■ SUPPLIED TEXT:
----------------------------------------

In some houses, it is perfectly normal to walk into a room and find silver picture frames filled with family photos on display. Step inside Jay Rutland’s home, near London’s Kensington Gardens, and you’ll see that this interior decoration tip has been taken to the nth degree.

They’re everywhere, on shelves in the hall, on the wall overlaid with diamonds, on tabletops; I count 40 silver frames in one room alone.

But his is no ordinary family: his wife is Tamara ­Ecclestone, daughter of Formula One supremo Bernie, and the little girl in the pictures is their daughter, ­Sofia, four.

The Rutlands moved into the house in 2013, after a whirlwind romance: “We met in January, moved in together in March, and married pretty quickly.” Now the three of them live in the five-bedroom house with their 10 dogs.

It’s not just family pictures in frames that fill the Rutland residence, but serious art, too. In the sitting room, alongside Sofia’s toys, there are two pieces by Tracey Emin.

Jay Rutland and Tamara Ecclestone’s home

 Jeff Gilbert

In the double-height hall hangs a giant crinkled one dollar bill installation, a present from his father-in-law.

Rutland, 37, a former banker with HSBC and Credit ­Suisse, is the creative director of Maddox Gallery, a contemporary art gallery with five outposts – four in London, and one in Gstaad, Switzerland. Art is now his stock in trade. When we meet, he is terribly ­excited: a new gallery is about to open in Los Angeles.

Rutland bought his first piece of art aged 21 – a Banksy, for about £8,000. “He’s one of those artists where even if you don’t like all of his work, you’ll find one that resonates with you, one that will make you laugh,” he says. “I like art that has a comedic and textual ­element to it.”

Jay Rutland and Tamara Ecclestone


Since that first Banksy, he has accumulated about 50 other pieces ranging from Warhols, one of which he has in the bedroom, to British artists such as Harland Miller and the Connor Brothers, both of whom Maddox represents.

His Instagram, where he has 114,000 followers, is awash with inspirational quotes. He tries to buy pieces with similar messages himself, and has just bought a ­Harland Miller print which reads: ­“Tonight we make ­history, ps I can’t be there”. Two years ago, he bought another of his pieces for ­Tamara, saying: “Love saves the day”.

----------------------------------------

■ WHAT YOU WILL DO:
- a) In the article on Jay Rutland's home, how many silver frames does the writer count in one room?
- b) Carry on the article on Jay Rutland's home from its final sentence.

Source data:
----------------------------------------

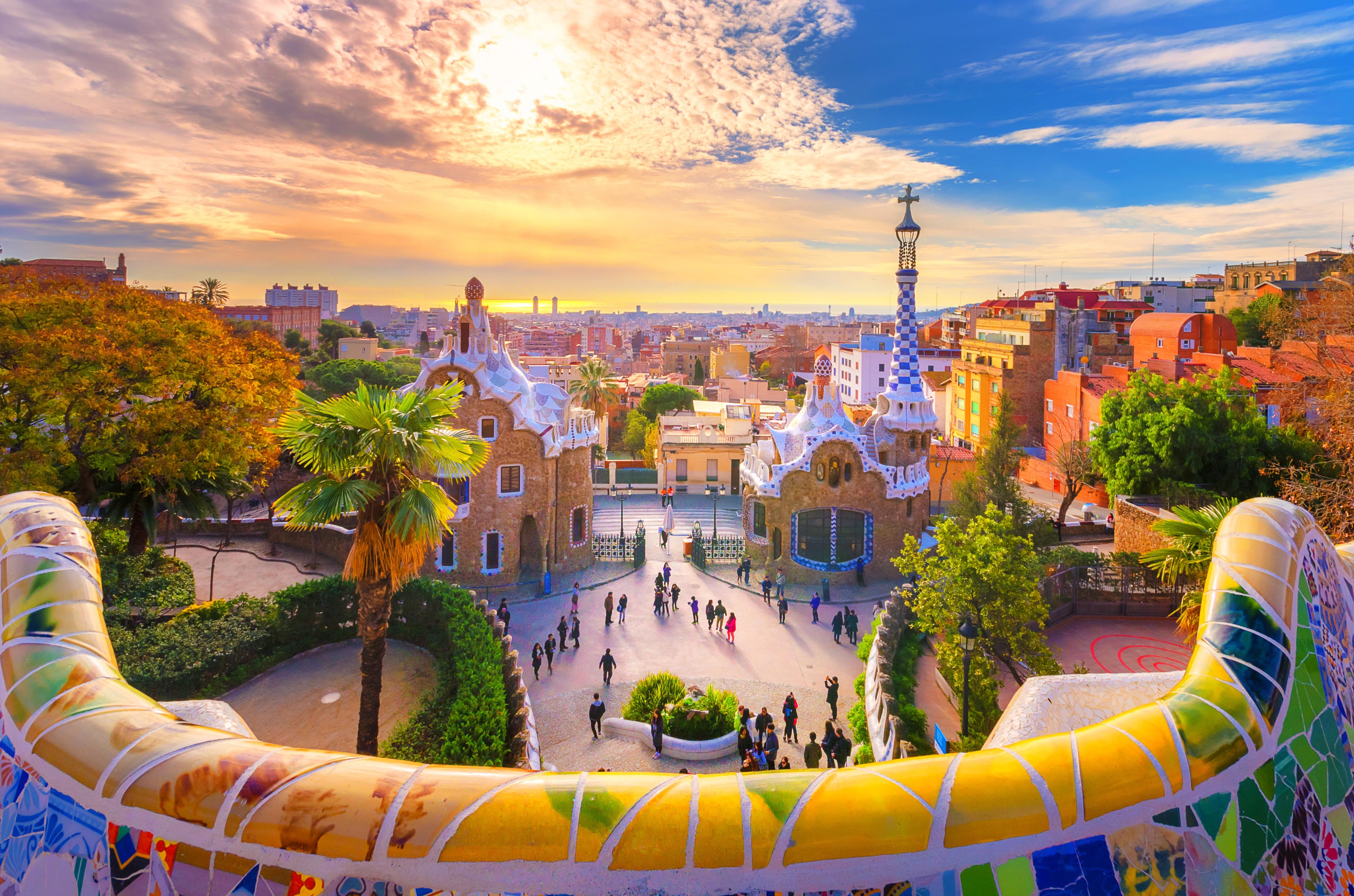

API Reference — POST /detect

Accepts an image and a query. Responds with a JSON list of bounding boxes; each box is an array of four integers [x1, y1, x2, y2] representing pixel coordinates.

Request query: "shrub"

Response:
[[620, 671, 688, 721], [661, 688, 738, 740]]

----------------------------------------

■ TASK-BY-TASK OUTPUTS:
- a) 40

- b)
Art collecting, for Rutland, is about enjoyment. “I’ve never sold a piece from my collection, but what I have bought on the whole is worth more than what I paid for it.”

He has a budget of £10,000 to £30,000 per artwork, even though his wife is worth a reported £230 million

He has a budget of £10,000 to £30,000 per artwork, even though his wife is worth a reported £230 million.

It is the Canadian artist Richard Hambleton who he is most excited about right now. Hambleton, famed for his “Shadowman” paintings, died last year. “He was the founder of street art,” says Rutland. “The first to use the street walls as his canvas.”

The difference between Hambleton and artists such as Jean-Michel Basquiat and Keith Haring, with whom he has been associated, is that they hit the heights, and he didn’t. He was once big news, says Rutland. “He turned down Andy Warhol to paint his portrait, and did the Venice Biennale in 1984 and 1988. He went to Germany and painted 18 of his shadowmen on the east side of the Berlin Wall, and then went back a year later to do the west side.”

Jay Rutland with his art collection

 Jeff Gilbert

Rutland hopes that the Maddox exhibition will open up a new chapter for Hambleton. And, with the LA gallery, there’s the opportunity to speak to a new market, too. The West Coast is quite chilled “and people are less spoilt for choice,” he says. “In New York, there’s an art fair every week, it’s quite a battleground.”

In LA, larger works sell more easily. “In New York, like London, everybody is tight on wall space, so the bigger pieces, maybe 10ft by 10ft, tend not to sell as well.”

London’s art scene has struggled ­recently because of the fall in the value of the pound against the dollar. He says he didn’t vote in the referendum. “My father-in-law was very pro-Brexit, and the man is a genius, but other people I know that are equally wealthy are very anti-Brexit,” he adds. “I couldn’t form a strong opinion either way.”

Maddox Gallery in Mayfair

 Alex Maguire

On top of all of this, he runs a property business too, buying, doing up, and selling property in east London, all residential work.

“Property isn’t really a passion if I’m honest, but it pays the bills. We tend to work in east London – Hackney, Bow, Poplar, Hoxton. We’ve got a decent-sized development in Walthamstow, which has about 20 apartments. We are trying to buy in ­areas where there’s scope for price ­increases. Not in west London, because it’s too expensive.”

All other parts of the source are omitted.